===== DOCUMENT =====

The operator who estimates and reports CO
2 emissions
using a CEMS under 40 CFR
§
98.33(a)(4) must also
report the quantity of each type of fuel combusted in the unit or group of
units (as applicable) during the reporting year, in standard cubic feet for
gaseous fuels, gallons for liquid fuels, short tons for solid fuels, and bone
dry short tons for biomass-derived solids. Fuel use monitoring devices for
units covered under this paragraph are exempt from the provisions of section
95103(k) of this
article.
(h)
Aggregation of
Units. Facility operators may elect to aggregate units according to
40 CFR §
98.36(c), except as
otherwise provided in this paragraph. Facility operators that are reporting
under more than one source category in paragraphs 95101(a)(1)(A)-(B) and that
elect to follow 40 CFR
§
98.36(c)(1), (c)(3) or
(c)(4), must not aggregate units that belong
to different source categories. For the purpose of unit aggregation, units
subject to 40 CFR Part
98 Subpart C that are associated with one source
category must not be grouped with other Subpart C units associated with another
source category, except when 40 CFR §
98.36(c)(2) applies.
Aggregation of stationary fuel combustion units is limited to units of the same
type, where the unit type categories are: boiler, reciprocating internal
combustion engine, turbine, process heater, and other (none of the above). When
reporting under the provisions of
40 CFR §
98.36(c)(1) for an
aggregation of units or (c)(3) for common pipe configurations, the requirements
can be met by separately reporting the fuel use by fuel type as a percentage of
the aggregated fuel consumption attributed to each individual unit or each
group of units of the same type. Units subject to section
95112 must use the criteria for
aggregation in section
95112(b).
Facility operators that choose to aggregate units according to the common stack
provision in 40 CFR §
98.36(c)(2) using CEMS may
report emissions according to
40 CFR §
98.36(c)(2), but they must
separately report the fuel use by fuel type as a percentage of the aggregated
fuel consumption attributed to each individual unit or each group of units of
the same type, such that the grouping of units still meets the limitations for
unit aggregation specified elsewhere in this paragraph.
(i)
Pilot Lights.
Notwithstanding the exclusion of pilot lights from this source category in
40 CFR §
98.30(d), the operator must
include emissions from pilot lights in the emissions data report when operated
300 hours or more in the data year. The operator may apply appropriate methods
from 40 CFR §
98.33 or engineering methods to calculate
these emissions when pilot lights are unmetered. Pilot lights fueled from a
common fuel source may be aggregated for reporting. Pilot lights may be
reported as
de minimis consistent with the requirements of
section
95103(i). Pilot
lights are not subject to the measurement device calibration requirements of
section
95103, but pilot light emissions
calculations are subject to verification.
(j)
Electricity Generating and
Cogeneration Units. The operator of a facility that includes
electricity generating and cogeneration units meeting the applicability
criteria of section
95101 must meet the requirements
specified in section
95112 of this article.
(k)

===== DATASET ENTRIES =====

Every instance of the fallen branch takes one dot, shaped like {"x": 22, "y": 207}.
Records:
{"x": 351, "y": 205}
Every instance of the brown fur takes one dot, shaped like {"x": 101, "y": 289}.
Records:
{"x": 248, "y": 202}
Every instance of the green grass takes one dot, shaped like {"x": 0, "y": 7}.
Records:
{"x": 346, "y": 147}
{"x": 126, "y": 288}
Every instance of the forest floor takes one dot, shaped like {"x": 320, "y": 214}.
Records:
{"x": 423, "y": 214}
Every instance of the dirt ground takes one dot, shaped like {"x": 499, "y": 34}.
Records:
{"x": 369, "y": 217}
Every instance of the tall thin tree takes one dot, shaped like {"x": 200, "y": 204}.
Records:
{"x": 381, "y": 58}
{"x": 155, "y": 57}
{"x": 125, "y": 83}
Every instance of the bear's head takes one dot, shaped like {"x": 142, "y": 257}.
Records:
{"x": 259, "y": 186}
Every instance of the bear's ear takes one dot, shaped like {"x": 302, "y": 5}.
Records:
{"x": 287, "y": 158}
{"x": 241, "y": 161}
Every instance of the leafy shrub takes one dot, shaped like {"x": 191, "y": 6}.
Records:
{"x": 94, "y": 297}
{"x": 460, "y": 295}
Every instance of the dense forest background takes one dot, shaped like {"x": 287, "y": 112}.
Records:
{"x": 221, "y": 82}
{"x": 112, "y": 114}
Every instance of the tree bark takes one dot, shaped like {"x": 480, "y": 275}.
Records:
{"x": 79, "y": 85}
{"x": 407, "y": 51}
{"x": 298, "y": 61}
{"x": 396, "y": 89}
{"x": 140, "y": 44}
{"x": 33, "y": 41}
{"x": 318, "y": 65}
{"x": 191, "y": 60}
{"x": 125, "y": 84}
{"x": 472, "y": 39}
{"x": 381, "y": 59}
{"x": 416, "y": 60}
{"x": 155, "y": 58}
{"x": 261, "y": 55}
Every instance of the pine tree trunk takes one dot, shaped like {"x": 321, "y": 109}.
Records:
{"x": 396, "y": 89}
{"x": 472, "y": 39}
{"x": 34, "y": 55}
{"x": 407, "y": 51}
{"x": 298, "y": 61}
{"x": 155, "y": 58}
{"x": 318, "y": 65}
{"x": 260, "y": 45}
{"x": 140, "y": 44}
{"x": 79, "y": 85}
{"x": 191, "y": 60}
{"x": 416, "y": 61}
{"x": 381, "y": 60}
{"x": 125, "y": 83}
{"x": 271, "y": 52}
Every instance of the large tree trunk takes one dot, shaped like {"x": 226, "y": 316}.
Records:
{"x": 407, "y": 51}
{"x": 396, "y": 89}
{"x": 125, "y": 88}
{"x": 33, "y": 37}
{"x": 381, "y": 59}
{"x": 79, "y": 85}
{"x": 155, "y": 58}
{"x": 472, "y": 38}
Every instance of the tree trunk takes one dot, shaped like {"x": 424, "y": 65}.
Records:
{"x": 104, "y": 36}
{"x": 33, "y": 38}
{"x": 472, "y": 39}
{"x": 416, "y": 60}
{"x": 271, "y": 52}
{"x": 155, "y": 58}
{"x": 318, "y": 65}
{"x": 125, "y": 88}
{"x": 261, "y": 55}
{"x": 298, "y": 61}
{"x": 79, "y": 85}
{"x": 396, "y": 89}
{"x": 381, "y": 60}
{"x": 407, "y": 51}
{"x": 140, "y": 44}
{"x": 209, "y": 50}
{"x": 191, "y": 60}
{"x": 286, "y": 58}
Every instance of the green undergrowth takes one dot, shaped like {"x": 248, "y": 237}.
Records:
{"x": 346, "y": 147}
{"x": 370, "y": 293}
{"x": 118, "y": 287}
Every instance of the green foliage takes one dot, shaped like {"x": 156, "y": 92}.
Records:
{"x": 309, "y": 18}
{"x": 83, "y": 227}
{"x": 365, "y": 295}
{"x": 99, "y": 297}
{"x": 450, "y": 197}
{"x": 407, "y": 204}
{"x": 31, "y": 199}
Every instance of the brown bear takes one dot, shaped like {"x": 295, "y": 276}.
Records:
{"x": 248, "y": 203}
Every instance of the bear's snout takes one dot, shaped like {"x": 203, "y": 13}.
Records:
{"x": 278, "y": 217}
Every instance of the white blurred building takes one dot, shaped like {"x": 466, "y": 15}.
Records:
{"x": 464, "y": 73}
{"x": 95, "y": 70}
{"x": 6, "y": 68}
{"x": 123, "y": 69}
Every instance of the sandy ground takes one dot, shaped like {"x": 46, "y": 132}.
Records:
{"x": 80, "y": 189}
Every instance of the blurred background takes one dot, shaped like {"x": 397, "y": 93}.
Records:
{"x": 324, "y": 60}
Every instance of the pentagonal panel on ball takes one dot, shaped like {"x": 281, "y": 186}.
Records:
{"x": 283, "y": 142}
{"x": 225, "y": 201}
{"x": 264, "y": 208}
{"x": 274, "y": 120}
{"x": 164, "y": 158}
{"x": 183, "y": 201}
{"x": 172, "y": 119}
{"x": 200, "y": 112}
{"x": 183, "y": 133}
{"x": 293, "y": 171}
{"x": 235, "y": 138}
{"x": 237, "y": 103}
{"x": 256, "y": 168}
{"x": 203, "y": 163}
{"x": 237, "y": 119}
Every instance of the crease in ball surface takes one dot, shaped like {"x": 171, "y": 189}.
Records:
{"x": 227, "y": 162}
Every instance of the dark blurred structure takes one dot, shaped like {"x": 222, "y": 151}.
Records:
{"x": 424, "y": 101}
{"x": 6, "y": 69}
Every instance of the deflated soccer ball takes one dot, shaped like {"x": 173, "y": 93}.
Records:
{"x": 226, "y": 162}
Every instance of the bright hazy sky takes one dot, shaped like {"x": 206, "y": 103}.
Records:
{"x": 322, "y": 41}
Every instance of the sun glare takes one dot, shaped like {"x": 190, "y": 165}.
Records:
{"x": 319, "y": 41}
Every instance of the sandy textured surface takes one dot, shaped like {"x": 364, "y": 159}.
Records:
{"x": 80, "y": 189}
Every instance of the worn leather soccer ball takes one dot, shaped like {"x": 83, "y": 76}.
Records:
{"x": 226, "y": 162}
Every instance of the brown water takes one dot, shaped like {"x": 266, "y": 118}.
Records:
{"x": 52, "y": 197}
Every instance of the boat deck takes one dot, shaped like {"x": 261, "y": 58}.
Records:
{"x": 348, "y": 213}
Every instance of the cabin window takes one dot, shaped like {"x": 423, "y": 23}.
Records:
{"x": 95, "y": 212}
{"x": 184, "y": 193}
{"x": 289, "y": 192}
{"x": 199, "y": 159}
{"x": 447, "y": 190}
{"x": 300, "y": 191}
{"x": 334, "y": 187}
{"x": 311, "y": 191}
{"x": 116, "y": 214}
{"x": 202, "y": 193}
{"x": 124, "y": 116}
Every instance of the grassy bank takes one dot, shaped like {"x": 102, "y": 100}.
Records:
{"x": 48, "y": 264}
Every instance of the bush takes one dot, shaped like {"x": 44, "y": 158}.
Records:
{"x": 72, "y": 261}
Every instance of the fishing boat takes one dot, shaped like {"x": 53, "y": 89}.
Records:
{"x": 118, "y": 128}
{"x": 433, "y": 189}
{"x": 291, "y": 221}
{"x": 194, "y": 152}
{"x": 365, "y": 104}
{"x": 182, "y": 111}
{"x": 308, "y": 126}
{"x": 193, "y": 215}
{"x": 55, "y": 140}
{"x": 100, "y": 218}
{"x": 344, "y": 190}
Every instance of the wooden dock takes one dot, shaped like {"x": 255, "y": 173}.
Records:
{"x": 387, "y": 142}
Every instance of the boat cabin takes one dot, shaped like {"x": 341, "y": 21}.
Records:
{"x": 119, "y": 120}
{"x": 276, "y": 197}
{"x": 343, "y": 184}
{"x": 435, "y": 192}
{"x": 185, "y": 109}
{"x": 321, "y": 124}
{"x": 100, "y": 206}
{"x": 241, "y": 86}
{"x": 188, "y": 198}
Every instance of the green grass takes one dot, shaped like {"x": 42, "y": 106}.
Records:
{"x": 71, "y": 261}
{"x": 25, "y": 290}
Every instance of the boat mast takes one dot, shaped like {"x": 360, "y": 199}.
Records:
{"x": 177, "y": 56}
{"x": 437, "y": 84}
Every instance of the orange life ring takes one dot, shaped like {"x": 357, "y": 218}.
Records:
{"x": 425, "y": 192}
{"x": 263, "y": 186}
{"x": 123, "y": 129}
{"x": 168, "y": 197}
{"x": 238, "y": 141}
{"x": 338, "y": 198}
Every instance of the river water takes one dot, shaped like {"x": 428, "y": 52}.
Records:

=====

LIST OF TASKS:
**1.** In the emissions reporting rules, how many hours of pilot light operation in the data year require their emissions to be included in the report?
**2.** Please extend the emissions reporting rules from their final line, writing the next passage.
The records have nothing to do with this.

ANSWERS FOR THE TASKS:
**1.** 300 hours or more.

**2.**
Natural Gas Supplier
Information. The operator who is reporting emissions from the
combustion of natural gas must report the name(s) of the supplier(s) of natural
gas to the facility, the operator's natural gas supplier customer account
number(s), natural gas supplier service account identification number(s) or
other primary account identifier(s), and the annual MMBtu delivered to each
account according to billing statements (10 therms = 1 MMBtu), and if the
natural gas was received directly from an interstate pipeline supplier. In the
case that the natural gas is purchased from an entity other than the natural
gas supplier, the operator must report the supplier name and customer or
service account identification number, but may report the annual MMBtu
delivered based on the seller's billing statement.
(l)
Information on Natural Gas
Supplied to Downstream Users. The operator who is reporting emissions
from the combustion of natural gas must report whether any of the natural gas
reported pursuant to section
95115(k) was
supplied to downstream users outside of the operator's facility boundary. If
so, the operator must report the name of the facility and the annual MMBtu
delivered to each user according to billing statements or financial
records.
(m)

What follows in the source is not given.